:: Selected passage ::
Finding the right life insurance needn’t be a major hassle, but you do need to consider a few factors when looking at what kind of policy is the best fit for your needs. First of all, the ‘best’ policy for you may not necessarily be the one that’s cheapest, but rather the one that includes the features that offer you the best protection for the purpose in which you sought cover for in the first place.
Being careful not to underinsure yourself is also important. Having the right amount of insurance that is relative to the likely costs that need to be maintained if you were to die or become seriously ill or disabled should be your primary consideration. Ensuring your family has enough to live on while meeting ongoing costs like a mortgage and day-to-day living expenses can be more important than simply choosing based on premium alone.
Lastly – compare various products to ensure you’re getting the best features in the policy type you seek. Comparethemarket.com.au enables you to compare a range of quotes to allow you to weigh-up your options and select the right life insurance product that fits your unique situation.
Most life insurance products are not subject to tax. This means that you generally do not pay tax on your life insurance policy. Accordingly, this also means your life insurance policy is not tax deductible (i.e. you cannot claim it on your individual tax assessment).

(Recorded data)
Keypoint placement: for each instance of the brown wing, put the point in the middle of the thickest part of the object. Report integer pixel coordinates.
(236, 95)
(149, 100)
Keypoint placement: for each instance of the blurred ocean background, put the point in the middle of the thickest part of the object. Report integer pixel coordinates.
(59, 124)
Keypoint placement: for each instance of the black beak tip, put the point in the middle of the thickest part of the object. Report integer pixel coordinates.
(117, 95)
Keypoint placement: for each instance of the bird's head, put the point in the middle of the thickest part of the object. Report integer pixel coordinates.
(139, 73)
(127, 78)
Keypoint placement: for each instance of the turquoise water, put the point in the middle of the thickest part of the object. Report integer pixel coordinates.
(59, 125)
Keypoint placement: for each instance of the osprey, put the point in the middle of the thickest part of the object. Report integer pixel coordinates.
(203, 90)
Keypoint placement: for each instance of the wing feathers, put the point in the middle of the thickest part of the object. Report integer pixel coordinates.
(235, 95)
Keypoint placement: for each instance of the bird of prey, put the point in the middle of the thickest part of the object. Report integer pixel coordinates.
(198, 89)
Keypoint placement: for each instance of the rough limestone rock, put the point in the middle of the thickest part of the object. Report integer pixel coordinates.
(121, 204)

==

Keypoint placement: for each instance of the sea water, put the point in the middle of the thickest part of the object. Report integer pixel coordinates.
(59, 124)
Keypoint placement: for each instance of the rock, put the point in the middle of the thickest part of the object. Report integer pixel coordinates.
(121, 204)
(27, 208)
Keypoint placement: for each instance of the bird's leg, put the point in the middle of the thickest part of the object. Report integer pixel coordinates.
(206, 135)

--

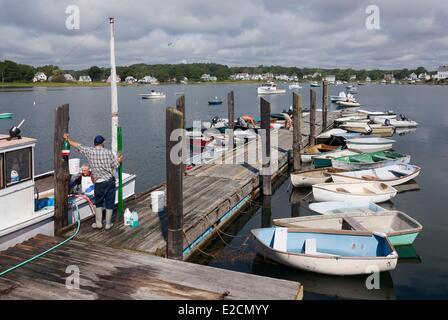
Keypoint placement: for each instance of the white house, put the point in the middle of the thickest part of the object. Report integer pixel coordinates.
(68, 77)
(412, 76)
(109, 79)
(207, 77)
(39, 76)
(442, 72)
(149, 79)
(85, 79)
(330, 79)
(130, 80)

:: Exercise 1 ::
In the life insurance passage, what should be your primary consideration?
:: Exercise 2 ::
Decide whether each statement agrees with the life insurance passage, and support each answer with the deciding words from the passage.
(a) The cheapest policy is always the best one for you.
(b) Most life insurance products are not subject to tax.
(c) You can claim a life insurance policy on your individual tax assessment.
:: Exercise 3 ::
Write the next part of the life insurance passage, starting after its final sentence.

:: Response box 1 ::
Having the right amount of insurance relative to the likely costs that need to be maintained if you were to die or become seriously ill or disabled.

:: Response box 2 ::
(a) No: "the ‘best’ policy for you may not necessarily be the one that’s cheapest"
(b) Yes: "Most life insurance products are not subject to tax."
(c) No: "your life insurance policy is not tax deductible (i.e. you cannot claim it on your individual tax assessment)"

:: Response box 3 ::
The exception to this is when a life insurance policy is written through a superannuation fund, in which case the superannuation fund can claim a tax deduction.
Payout: whether or not the actual payout of a benefit is taxed or not depends on how the benefit is paid; whether it is to a non-dependent, a dependent, or to the deceased estate’s Trustee.
The information listed above is to be used as a guide only. It is recommended that you consult a tax professional for independent advice relating to the particular tax implications of life insurance, as everybody’s situation is unique.
Sometimes an individual, through the information they disclose in their application process, will be deemed by an insurer as having a higher risk due to a number of factors relating to their health or lifestyle. In such instances, insurance companies may impose an exclusion clause or a loading on the policy as a result.
For instance, if the life insured regularly partakes in a dangerous sport such as (for example) kickboxing, this activity may be excluded on the policy because of its hazardous nature, and therefore cannot be claimed against should the individual die or suffer disability as a result of the activity. Sometimes you may be given the option to choose an increase to your premium (i.e. a loading) to compensate for this increased risk in lieu of an exclusion.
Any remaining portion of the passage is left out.